━━━━━ RECORD EXCERPTS ━━━━━
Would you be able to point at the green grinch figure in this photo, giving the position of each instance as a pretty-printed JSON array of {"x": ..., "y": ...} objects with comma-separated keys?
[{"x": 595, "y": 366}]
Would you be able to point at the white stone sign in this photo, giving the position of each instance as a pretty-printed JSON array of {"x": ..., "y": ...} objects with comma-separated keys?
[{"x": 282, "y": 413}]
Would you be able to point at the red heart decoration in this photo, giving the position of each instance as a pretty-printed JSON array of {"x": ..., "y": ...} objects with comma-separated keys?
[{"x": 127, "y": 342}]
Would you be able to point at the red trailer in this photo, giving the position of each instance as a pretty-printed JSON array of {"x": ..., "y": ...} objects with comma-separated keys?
━━━━━
§ **WRITTEN INSTRUCTION**
Repeat every one of the items above word for word, keeping them in their original order.

§ **RESULT**
Would you be able to point at the green grinch figure in this photo, giving the position of each instance as a pretty-printed JSON array of {"x": ..., "y": ...} objects with comma-separated keys?
[{"x": 595, "y": 366}]
Would you be able to point at the white stone sign in this photo, giving the position of each instance as a pretty-printed JSON array of {"x": ..., "y": ...} objects with comma-separated keys?
[{"x": 282, "y": 413}]
Would you be able to point at the red heart decoration in this photo, giving the position of each instance as a pretty-printed JSON array of {"x": ..., "y": ...} objects with comma-separated keys?
[{"x": 127, "y": 342}]
Would you be able to point at the red trailer in this photo, giving the position of each instance as a pretty-printed JSON array of {"x": ..., "y": ...} objects with comma-separated keys?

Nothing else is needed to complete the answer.